■ FRAGMENTO CITADO ■
Por ejemplo, alguna vez conocí a una mujer argentina muy emprendedora, casi siempre estaba alegre y tenía gran disposición de ayudar a los demás. Ella era sanadora espiritual, por lo que mucha gente enferma acudía a ella. Sin embargo, su asistente vivía en condiciones pésimas de trabajo: sueldo miserable, horarios excesivos y maltrato verbal. Cuando entendí que su bondad era un disfraz para atender su negocio, dejé de confiar en ella.
Después de haber conseguido entrar a la universidad, asistí a un seminario sobre Immanuel Kant, el gran filósofo de Königsberg. Mi motivación principal era poder leer al menos una página de la Crítica de la razón pura y la Fundamentación para una metafísica de las costumbres, sin sentir que estaba frente a un trabalenguas conceptual adornado de adivinanzas ontológicas, y ¡vaya sorpresa que me llevé! Con la maravillosa guía del profesor de filosofía responsable del seminario, pude lanzarme el clavado al mar kantiano.
Descubrí que mis buenas intenciones no eran en lo absoluto buena voluntad. Que obedecer la ley moral como debe de ser, no implica sometimiento sino libertad. Entendí que seguir un principio, como el de la honestidad, jamás tendría que estar en contradicción con otros, porque yo creía que ser honesta era decir cualquier cosa que se viniera a la cabeza sin tener que pensar en las consecuencias de mis palabras. Y lo más importante, aprendía a regir mi vida y mi relación con los demás, con base en la noción de dignidad.
La dignidad es una noción, la cual implica tratar a los demás como seres valiosos en sí mismos. Para esto, tuve que subordinar mi amor propio a los principios y leyes morales que son los que determinan un valor incondicional e incompartible a cualquier ser vivo. Por lo que sólo el respeto es la única manera de estimar a otra persona o animal. Para lograr esto, es decir tratarme y tratar a los demás con estricto respeto, tuve que comenzar un proceso de transformación para ser autónoma, libre y responsable. Además, supe que ser digna, no es un logro individual, sino colectivo. Por lo tanto, conducirnos moralmente, dignamente, implica un esfuerzo constante y dejar de creer que merecemos todo para nosotros y nada para los demás.

■ MATERIAL DE ORIGEN ■
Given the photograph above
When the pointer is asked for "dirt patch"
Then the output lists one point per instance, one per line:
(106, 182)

■ LISTA DE TAREAS ■
1) En el fragmento sobre la dignidad, ¿por qué quien narra dejó de confiar en la mujer argentina? Responde en una a tres oraciones.
2) Continúa el fragmento sobre la dignidad a partir de su última oración.
Este material no tiene relación con el fragmento sobre la dignidad.

■ RESPUESTAS EN ORDEN ■
1) Dejó de confiar en ella porque entendió que su bondad era un disfraz para atender su negocio. Lo comprendió al ver que su asistente vivía en condiciones pésimas de trabajo, con sueldo miserable, horarios excesivos y maltrato verbal.

2)
Sería tarea interminable tratar de resumir un concepto kantiano tan importante en un breve artículo. Sin embargo, lo que importa reflejar en estas letras es que en mi búsqueda de sentirme digna de ser feliz, tuve que “dejar de lado mis amados prejuicios”, tuve que reeducarme moralmente, dejar de creer que el cambio está totalmente en mí misma y a mi conveniencia, o en una fuerza sobrenatural. Sin embargo, no dejo de pensar en que tal vez yo pude darle peso a mis pies por ser, en algún sentido, privilegiada, por tener acceso a la universidad, a los libros y a las personas indicadas.
Seguramente Kant estaría de acuerdo con los Tlamatinime nahuas cuando mencionaban que en situaciones de injusticia era imposible ser dignos. Para ellos la dignidad es merecer para los demás.
Es triste pensar en que la injusticia en nuestro país nos indignifica. Sin embargo, a pesar de todo, somos dignos cuando comprendemos que los problemas de los otros sí son asuntos nuestros, que el bienestar común está por encima de mi satisfacción personal y egoísta, que es mi deber estar del lado del empobrecido, del enfermo, del que sufre; no para ponerme encima de él y verlo hacia abajo, sino para dignificarnos los unos a los otros.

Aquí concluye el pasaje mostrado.